▸ **Trecho da fonte**

----------------

Os bruxos e as bruxas vão se jogar no caldeirão: Moody's eleva nota do país

A agência de classificação de risco Moody's colocou o Brasil a meio degrau do chamado "grau de investimento". Vamos ver.

Se você quiser uma amostra do apocalipse, não vai passar vontade. Basta se dedicar à leitura de parte considerável do jornalismo econômico, notadamente os colunistas enfezados — que contam sempre, na sua lista de consultores, com operadores de mercado de empresas de nomes esquisitos, algumas fundindo inglês, latim e idiomas ocultos —, que tentarão provar que o Brasil é governado por um idiota presunçoso e por um ministro da Fazenda cheio de esperanças vãs.

Mesmo quando fica claro que o país vai, por exemplo, alcançar a meta fiscal neste ano, que tem variação de 0,25 ponto para cima ou para baixo, esse clube de gênios decreta: "Mas não é assim que queremos". E lá vem uma entrevista com algum medalhão enricado, que posa de braços cruzados, ar severo, como a dizer: "Aqui está um homem seguro; comigo é batata: enforco aposentado com a tripa do trabalhador que ganha o salário mínimo. E chamarei de populista e ignaro qualquer um que discorde de mim". Além de severos, são sábios.

REMEMORO
1 - Lula tem, concluídos, um ano e nove meses de governo. As agências de classificação de risco já mexeram da nota de crédito do país quatro vezes, para melancolia dos anunciadores do caos. Querem apostar que haverá entrevistas nesta quarta de especialistas na própria opinião atacando a Moody's? Quem liga para o que dizem? Os que os ouvem... Em julho de 2023, a Fitch elevou a nota BB- para BB, com perspectiva estável.

O país estava encaminhando a reforma fiscal. Observou, então, a agência:
"A atualização [da nota do] do Brasil reflete um desempenho macroeconômico e fiscal melhor do que o esperado, em meio a sucessivos choques nos últimos anos, políticas proativas e reformas que a apoiaram e a expectativa da Fitch de que o novo governo trabalhará para melhorias adicionais".

----------------

▸ **Objetivo 1**
De acordo com o trecho sobre a nota de crédito do Brasil, para qual nota a Fitch elevou o país em julho de 2023, e a partir de qual?
O trecho e a listagem não têm relação entre si.

▸ **Linhas de dados**
----------------

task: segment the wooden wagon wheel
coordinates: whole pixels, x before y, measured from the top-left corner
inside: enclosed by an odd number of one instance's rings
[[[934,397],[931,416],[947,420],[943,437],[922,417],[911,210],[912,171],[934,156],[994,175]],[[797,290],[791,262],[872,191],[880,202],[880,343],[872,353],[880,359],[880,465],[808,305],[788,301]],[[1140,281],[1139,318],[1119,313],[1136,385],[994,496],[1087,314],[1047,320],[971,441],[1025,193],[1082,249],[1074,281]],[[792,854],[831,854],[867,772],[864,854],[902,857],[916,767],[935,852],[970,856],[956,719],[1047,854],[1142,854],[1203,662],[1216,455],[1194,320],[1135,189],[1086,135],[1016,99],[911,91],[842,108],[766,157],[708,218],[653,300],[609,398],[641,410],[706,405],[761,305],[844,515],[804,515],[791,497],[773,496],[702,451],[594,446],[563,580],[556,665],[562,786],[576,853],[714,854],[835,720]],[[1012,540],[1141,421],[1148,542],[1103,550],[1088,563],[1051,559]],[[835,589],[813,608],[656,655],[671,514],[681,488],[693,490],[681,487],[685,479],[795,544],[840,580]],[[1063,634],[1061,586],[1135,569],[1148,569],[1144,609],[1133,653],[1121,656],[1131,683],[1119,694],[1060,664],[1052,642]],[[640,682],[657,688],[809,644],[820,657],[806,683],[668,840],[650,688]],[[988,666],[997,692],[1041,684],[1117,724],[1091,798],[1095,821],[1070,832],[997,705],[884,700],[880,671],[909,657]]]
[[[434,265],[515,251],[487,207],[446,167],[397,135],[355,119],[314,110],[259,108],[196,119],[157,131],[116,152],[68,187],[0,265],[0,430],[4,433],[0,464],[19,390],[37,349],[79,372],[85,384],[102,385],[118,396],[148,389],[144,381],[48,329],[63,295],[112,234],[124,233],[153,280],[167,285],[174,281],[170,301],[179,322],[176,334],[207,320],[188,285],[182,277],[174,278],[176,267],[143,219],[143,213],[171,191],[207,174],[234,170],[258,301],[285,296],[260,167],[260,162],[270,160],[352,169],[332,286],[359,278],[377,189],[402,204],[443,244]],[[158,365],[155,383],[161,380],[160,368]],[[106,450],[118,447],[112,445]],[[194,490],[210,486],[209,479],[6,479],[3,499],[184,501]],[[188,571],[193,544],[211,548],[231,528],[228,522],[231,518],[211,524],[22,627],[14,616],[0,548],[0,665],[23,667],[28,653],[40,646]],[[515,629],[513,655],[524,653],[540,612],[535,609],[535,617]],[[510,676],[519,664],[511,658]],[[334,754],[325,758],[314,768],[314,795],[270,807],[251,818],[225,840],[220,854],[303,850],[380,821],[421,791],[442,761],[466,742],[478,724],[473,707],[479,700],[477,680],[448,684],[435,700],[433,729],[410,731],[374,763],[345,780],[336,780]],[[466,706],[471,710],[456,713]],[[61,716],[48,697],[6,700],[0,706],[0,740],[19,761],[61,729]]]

----------------

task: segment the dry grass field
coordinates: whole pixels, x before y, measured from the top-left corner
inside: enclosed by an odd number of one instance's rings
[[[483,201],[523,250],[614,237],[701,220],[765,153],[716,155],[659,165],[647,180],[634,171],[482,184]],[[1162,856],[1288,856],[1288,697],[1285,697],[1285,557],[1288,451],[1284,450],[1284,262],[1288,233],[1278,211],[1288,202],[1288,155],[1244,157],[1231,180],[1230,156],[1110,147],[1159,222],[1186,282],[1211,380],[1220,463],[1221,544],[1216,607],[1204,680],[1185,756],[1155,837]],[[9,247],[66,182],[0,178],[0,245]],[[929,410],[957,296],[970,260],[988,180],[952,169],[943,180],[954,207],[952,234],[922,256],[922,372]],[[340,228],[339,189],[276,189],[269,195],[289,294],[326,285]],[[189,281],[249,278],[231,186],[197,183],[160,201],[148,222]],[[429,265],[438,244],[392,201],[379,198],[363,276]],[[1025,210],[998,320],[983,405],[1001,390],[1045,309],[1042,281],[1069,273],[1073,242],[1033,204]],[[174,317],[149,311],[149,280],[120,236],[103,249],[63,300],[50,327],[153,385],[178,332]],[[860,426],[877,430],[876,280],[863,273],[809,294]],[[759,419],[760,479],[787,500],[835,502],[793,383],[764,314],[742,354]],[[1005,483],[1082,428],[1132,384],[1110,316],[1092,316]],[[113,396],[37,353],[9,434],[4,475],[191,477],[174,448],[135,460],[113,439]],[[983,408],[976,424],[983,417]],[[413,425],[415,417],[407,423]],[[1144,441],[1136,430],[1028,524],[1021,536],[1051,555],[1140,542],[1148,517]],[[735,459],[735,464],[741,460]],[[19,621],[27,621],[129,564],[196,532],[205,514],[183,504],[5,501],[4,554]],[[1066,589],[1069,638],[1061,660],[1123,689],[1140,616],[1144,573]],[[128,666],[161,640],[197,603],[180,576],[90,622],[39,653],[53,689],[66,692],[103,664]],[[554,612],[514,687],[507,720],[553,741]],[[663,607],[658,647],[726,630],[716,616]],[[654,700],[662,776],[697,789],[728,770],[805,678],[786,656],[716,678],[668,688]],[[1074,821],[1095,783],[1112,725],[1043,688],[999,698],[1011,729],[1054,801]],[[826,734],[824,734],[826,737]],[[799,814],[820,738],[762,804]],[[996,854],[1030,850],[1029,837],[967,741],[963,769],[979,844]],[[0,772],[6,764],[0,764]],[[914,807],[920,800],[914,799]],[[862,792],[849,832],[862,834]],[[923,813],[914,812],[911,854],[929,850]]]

----------------

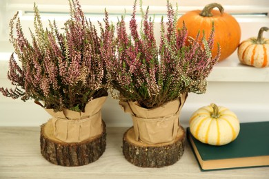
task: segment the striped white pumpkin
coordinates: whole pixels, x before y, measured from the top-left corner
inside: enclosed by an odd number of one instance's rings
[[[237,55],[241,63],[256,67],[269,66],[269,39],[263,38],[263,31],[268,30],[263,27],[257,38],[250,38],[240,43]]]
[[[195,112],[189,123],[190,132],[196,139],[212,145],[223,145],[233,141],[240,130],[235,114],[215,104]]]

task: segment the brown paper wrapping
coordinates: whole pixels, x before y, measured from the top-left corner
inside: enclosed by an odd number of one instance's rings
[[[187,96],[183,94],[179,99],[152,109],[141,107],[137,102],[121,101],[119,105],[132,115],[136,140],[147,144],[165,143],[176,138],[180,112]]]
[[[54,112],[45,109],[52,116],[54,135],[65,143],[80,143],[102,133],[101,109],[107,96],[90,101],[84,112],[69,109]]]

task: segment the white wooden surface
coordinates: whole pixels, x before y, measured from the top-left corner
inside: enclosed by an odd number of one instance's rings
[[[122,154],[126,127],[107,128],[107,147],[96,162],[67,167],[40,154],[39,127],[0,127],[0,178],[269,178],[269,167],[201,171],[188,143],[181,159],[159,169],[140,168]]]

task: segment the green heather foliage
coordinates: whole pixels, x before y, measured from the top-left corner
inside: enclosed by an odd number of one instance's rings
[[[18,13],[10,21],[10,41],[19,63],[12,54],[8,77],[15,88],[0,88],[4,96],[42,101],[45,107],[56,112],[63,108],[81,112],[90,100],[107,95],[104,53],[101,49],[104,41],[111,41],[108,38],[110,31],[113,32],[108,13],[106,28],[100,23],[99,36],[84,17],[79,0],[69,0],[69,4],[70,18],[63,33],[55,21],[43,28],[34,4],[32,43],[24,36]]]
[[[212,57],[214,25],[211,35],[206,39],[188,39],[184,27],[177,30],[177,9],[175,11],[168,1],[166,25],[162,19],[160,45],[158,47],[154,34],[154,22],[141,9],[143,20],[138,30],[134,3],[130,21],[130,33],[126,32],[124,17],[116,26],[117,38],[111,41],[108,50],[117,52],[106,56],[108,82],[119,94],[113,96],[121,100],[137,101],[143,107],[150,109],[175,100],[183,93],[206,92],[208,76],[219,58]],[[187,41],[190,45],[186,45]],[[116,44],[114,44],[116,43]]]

----------------

▸ **Objetivo 2**
Conte as linhas da listagem que contêm a palavra "segment" e informe apenas o número.

▸ **Resposta completa 1**
De BB- para BB, com perspectiva estável.

▸ **Resposta completa 2**
6